>> Start Source excerpt

At sometime or another you may run out of pins on your Arduino board and need to extend it with shift registers. This example is based on the 74HC595. The datasheet refers to the 74HC595 as an "8-bit serial-in, serial or parallel-out shift register with output latches; 3-state." In other words, you can use it to control 8 outputs at a time while only taking up a few pins on your microcontroller. You can link multiple registers together to extend your output even more. (Users may also wish to search for other driver chips with "595" or "596" in their part numbers, there are many. The STP16C596 for example will drive 16 LED's and eliminates the series resistors with built-in constant current sources.)

How this all works is through something called "synchronous serial communication," i.e. you can pulse one pin up and down thereby communicating a data byte to the register bit by bit. It's by pulsing second pin, the clock pin, that you delineate between bits. This is in contrast to using the "asynchronous serial communication" of the Serial.begin() function which relies on the sender and the receiver to be set independently to an agreed upon specified data rate. Once the whole byte is transmitted to the register the HIGH or LOW messages held in each bit get parceled out to each of the individual output pins. This is the "parallel output" part, having all the pins do what you want them to do all at once.

The "serial output" part of this component comes from its extra pin which can pass the serial information received from the microcontroller out again unchanged. This means you can transmit 16 bits in a row (2 bytes) and the first 8 will flow through the first register into the second register and be expressed there. You can learn to do that from the second example.

"3 states" refers to the fact that you can set the output pins as either high, low or "high impedance." Unlike the HIGH and LOW states, you can"t set pins to their high impedance state individually. You can only set the whole chip together. This is a pretty specialized thing to do -- Think of an LED array that might need to be controlled by completely different microcontrollers depending on a specific mode setting built into your project. Neither example takes advantage of this feature and you won"t usually need to worry about getting a chip that has it.

Here is a table explaining the pin-outs adapted from the Phillip's datasheet.

>> End Source excerpt
>> Start Extracted information

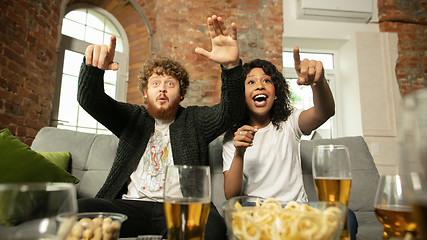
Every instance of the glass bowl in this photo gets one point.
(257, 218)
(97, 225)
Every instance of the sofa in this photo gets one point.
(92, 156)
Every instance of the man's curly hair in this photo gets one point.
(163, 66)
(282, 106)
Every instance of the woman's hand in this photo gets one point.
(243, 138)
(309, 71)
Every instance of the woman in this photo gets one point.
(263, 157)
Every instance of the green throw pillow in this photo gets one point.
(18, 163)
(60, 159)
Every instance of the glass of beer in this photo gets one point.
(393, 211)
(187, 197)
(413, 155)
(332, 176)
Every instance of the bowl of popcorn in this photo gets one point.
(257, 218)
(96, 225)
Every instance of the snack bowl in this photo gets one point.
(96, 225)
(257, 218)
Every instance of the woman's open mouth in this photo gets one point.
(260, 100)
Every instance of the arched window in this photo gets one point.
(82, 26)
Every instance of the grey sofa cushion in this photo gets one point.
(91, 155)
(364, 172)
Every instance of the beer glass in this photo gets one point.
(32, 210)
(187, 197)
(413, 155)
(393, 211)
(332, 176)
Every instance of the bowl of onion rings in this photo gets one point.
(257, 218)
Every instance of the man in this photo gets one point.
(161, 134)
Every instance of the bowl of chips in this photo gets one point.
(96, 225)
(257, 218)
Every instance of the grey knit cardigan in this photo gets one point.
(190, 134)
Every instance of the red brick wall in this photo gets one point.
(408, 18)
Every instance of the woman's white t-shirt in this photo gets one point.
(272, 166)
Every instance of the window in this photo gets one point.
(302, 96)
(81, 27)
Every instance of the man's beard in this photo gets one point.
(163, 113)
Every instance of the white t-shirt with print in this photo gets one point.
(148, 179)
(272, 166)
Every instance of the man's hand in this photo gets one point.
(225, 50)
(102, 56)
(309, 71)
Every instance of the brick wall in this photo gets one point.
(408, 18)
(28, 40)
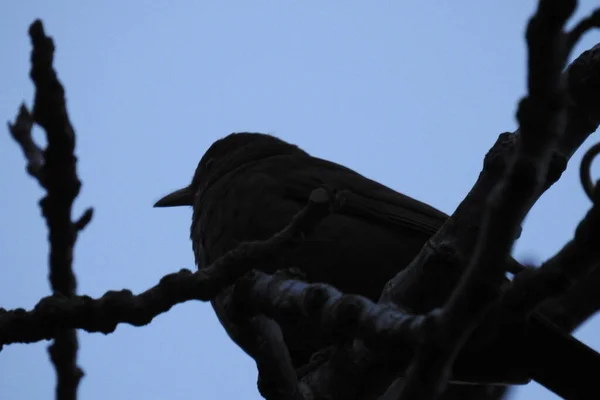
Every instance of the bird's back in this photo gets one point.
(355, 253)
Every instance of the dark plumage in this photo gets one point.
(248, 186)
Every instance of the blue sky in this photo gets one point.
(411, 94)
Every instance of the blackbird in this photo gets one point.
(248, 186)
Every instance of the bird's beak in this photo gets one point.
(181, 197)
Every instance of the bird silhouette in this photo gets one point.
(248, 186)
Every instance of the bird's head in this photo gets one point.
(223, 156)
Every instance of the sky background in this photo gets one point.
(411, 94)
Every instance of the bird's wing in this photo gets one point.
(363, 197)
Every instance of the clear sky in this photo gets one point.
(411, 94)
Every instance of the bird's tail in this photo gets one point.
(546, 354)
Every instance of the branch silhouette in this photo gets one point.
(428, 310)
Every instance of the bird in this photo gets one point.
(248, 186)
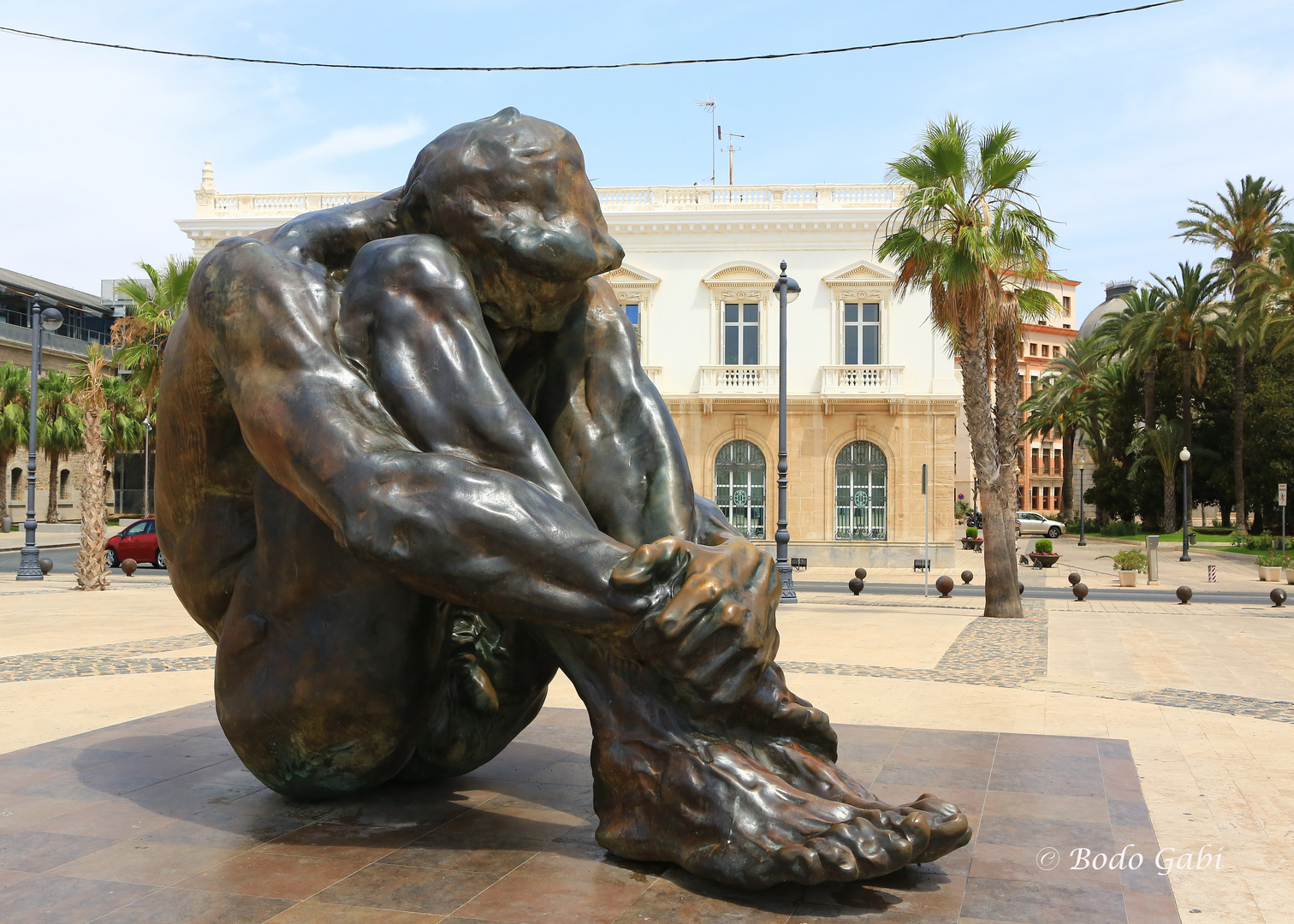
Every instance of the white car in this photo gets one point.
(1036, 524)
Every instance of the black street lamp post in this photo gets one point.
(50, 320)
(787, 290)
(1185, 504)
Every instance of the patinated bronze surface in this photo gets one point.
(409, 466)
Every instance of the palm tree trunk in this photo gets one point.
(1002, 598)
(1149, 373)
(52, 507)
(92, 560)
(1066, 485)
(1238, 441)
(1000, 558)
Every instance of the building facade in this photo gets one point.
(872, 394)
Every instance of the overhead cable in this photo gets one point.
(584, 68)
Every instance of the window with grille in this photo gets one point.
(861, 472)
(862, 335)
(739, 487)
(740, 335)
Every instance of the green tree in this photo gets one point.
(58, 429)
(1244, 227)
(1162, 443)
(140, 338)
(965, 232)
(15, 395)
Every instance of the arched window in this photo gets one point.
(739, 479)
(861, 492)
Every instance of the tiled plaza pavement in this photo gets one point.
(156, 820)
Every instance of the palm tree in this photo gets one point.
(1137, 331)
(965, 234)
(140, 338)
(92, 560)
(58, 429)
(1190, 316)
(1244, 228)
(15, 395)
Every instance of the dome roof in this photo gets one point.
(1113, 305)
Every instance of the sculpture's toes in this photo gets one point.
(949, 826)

>> End Extracted information
>> Start Extracted information

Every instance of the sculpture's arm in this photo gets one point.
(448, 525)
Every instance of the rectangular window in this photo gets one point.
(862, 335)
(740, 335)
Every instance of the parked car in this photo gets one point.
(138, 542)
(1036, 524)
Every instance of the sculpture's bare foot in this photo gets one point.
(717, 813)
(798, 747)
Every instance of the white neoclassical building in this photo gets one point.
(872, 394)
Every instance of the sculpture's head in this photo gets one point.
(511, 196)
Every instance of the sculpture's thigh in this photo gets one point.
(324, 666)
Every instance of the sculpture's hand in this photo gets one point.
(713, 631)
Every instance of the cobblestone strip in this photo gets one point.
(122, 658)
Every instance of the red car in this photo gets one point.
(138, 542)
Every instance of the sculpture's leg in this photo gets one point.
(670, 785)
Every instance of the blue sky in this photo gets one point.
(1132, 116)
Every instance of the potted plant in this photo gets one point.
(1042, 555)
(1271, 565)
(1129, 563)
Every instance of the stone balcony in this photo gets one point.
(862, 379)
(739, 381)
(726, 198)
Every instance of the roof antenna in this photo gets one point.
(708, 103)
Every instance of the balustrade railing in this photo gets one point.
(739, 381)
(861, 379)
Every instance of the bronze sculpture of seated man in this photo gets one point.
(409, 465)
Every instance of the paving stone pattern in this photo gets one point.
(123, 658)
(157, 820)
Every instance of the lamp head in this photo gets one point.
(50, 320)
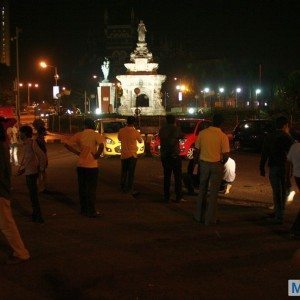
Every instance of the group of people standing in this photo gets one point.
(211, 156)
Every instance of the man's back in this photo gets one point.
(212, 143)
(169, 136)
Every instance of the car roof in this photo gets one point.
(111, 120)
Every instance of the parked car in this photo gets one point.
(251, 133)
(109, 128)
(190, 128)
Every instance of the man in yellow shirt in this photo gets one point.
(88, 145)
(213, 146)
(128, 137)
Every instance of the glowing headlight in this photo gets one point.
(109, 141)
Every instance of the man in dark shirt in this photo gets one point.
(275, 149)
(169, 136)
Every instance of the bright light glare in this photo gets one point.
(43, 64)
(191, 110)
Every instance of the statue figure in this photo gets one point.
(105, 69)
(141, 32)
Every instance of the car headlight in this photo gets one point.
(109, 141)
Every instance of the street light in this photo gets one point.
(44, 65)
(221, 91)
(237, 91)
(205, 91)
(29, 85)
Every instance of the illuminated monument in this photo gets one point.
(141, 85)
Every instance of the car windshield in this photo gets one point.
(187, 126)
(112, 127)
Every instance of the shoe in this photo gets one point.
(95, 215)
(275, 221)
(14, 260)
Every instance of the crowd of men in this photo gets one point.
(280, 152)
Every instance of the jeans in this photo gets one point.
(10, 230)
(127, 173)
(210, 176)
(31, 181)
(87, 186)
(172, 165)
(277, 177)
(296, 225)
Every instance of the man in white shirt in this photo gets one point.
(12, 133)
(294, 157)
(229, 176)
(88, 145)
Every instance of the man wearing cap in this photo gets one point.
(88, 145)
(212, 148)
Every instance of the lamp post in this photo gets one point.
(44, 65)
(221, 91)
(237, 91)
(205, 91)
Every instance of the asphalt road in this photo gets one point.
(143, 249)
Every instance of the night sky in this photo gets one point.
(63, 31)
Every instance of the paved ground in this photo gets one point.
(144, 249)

>> End Extracted information

■ **Directions for this task**: Extend the excerpt on the 74HC595 shift register, beginning after its final sentence.

■ **Output for this exercise**:
1. Turning it on

Make the following connections:

GND (pin 8) to ground,

Vcc (pin 16) to 5V

OE (pin 13) to ground

MR (pin 10) to 5V

This set up makes all of the output pins active and addressable all the time. The one flaw of this set up is that you end up with the lights turning on to their last state or something arbitrary every time you first power up the circuit before the program starts to run. You can get around this by controlling the MR and OE pins from your Arduino board too, but this way will work and leave you with more open pins.

2. Connect to Arduino

DS (pin 14) to Ardunio DigitalPin 11 (blue wire)

SH_CP (pin 11) to to Ardunio DigitalPin 12 (yellow wire)

ST_CP (pin 12) to Ardunio DigitalPin 8 (green wire)

From now on those will be refered to as the dataPin, the clockPin and the latchPin respectively. Notice the 0.1"f capacitor on the latchPin, if you have some flicker when the latch pin pulses you can use a capacitor to even it out.

3. Add 8 LEDs.

In this case you should connect the cathode (short pin) of each LED to a common ground, and the anode (long pin) of each LED to its respective shift register output pin. Using the shift register to supply power like this is called sourcing current. Some shift registers can't source current, they can only do what is called sinking current. If you have one of those it means you will have to flip the direction of the LEDs, putting the anodes directly to power and the cathodes (ground pins) to the shift register outputs. You should check the your specific datasheet if you aren't using a 595 series chip. Don't forget to add a 470-ohm resistor in series to protect the LEDs from being overloaded.

Circuit Diagram

The Code

Here are three code examples. The first is just some "hello world" code that simply outputs a byte value from 0 to 255. The second program lights one LED at a time. The third cycles through an array.

595 Logic Table

595 Timing Diagram

The code is based on two pieces of information in the datasheet: the timing diagram and the logic table. The logic table is what tells you that basically everything important happens on an up beat. When the clockPin goes from low to high, the shift register reads the state of the data pin. As the data gets shifted in it is saved in an internal memory register. When the latchPin goes from low to high the sent data gets moved from the shift registers aforementioned memory register into the output pins, lighting the LEDs.

Code Sample 1.1 Hello World Code Sample 1.2 One by One Code Sample 1.3 Using an array

Example 2

In this example you'll add a second shift register, doubling the number of output pins you have while still using the same number of pins from the Arduino.

The Circuit

1. Add a second shift register.

Starting from the previous example, you should put a second shift register on the board. It should have the same leads to power and ground.

2. Connect the 2 registers.

Two of these connections simply extend the same clock and latch signal from the Arduino to the second shift register (yellow and green wires). The blue wire is going from the serial out pin (pin 9) of the first shift register to the serial data input (pin 14) of the second register.

3. Add a second set of LEDs.

In this case I added green ones so when reading the code it is clear which byte is going to which set of LEDs

Circuit Diagram

The Code

Here again are three code samples. If you are curious, you might want to try the samples from the first example with this circuit set up just to see what happens.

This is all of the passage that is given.